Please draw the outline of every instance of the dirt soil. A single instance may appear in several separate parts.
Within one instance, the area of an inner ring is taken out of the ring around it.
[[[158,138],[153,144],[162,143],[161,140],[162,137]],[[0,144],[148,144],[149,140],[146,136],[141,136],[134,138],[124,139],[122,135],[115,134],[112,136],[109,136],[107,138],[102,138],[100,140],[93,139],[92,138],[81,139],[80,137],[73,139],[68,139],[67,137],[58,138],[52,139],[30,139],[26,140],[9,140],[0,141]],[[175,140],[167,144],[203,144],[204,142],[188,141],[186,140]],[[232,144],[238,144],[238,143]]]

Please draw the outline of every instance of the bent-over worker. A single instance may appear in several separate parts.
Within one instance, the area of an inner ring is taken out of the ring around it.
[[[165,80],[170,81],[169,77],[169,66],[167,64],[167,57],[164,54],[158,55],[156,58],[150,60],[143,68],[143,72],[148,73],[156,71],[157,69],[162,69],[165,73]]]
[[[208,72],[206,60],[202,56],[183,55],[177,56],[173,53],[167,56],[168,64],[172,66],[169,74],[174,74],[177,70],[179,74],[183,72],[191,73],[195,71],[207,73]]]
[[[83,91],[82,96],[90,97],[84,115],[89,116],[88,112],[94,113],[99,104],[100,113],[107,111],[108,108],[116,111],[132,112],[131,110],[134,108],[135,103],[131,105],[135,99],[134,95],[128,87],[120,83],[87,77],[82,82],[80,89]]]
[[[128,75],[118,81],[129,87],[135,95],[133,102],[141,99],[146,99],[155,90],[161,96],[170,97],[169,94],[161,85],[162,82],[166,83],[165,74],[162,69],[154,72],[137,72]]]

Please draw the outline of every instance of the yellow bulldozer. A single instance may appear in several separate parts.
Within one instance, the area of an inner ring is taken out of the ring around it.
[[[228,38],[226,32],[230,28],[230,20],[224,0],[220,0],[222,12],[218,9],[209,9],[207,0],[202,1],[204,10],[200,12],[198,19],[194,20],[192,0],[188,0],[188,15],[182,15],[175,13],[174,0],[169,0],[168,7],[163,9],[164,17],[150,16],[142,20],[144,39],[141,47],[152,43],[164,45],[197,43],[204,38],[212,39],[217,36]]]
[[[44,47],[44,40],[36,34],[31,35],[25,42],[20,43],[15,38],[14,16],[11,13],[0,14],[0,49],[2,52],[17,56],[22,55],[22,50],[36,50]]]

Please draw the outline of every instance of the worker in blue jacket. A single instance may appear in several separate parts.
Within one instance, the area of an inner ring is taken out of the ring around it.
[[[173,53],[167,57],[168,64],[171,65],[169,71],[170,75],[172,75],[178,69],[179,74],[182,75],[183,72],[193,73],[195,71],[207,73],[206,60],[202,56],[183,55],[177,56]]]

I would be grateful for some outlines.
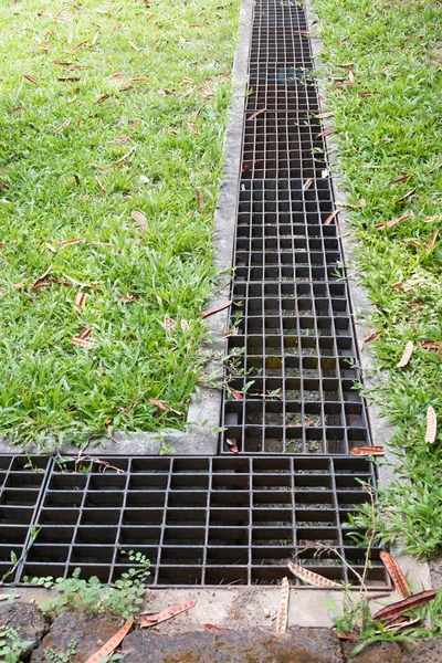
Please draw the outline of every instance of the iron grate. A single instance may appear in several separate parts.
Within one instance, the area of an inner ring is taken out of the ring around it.
[[[11,493],[4,486],[1,492],[1,571],[10,567],[8,551],[23,552],[15,544],[25,538],[23,527],[28,535],[31,526],[39,530],[17,570],[15,585],[27,585],[35,576],[66,577],[75,568],[83,578],[97,576],[113,583],[128,569],[122,550],[129,549],[151,560],[155,587],[274,585],[287,575],[286,561],[294,554],[312,571],[358,583],[336,555],[315,558],[304,548],[322,541],[336,548],[355,571],[362,571],[365,550],[355,546],[348,514],[369,499],[360,482],[375,487],[372,466],[365,460],[105,461],[106,465],[64,459],[60,465],[39,457],[32,463],[42,471],[33,472],[23,469],[27,459],[1,459],[3,464],[20,465],[21,477],[20,487],[13,485]],[[30,512],[17,522],[11,508]],[[292,583],[299,585],[295,578]],[[377,548],[371,551],[367,583],[388,586]]]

◆ ◆ ◆

Show each line of the items above that contains the word "Please". Case matters.

Please draw the outline of every instance of the dirt soil. A single instance may appear in several separate parts.
Please draw the outline of every instance of the bent-over worker. A single instance may appear in several separate parts.
Please draw the outline of every instance of the yellow bulldozer. A single instance may appear in several separate parts.
Please draw the outline of every instance of the worker in blue jacket. A single instance may appear in several separate parts.
Please draw the outline of every instance of the iron grate. A single instance may appear in several separate parts.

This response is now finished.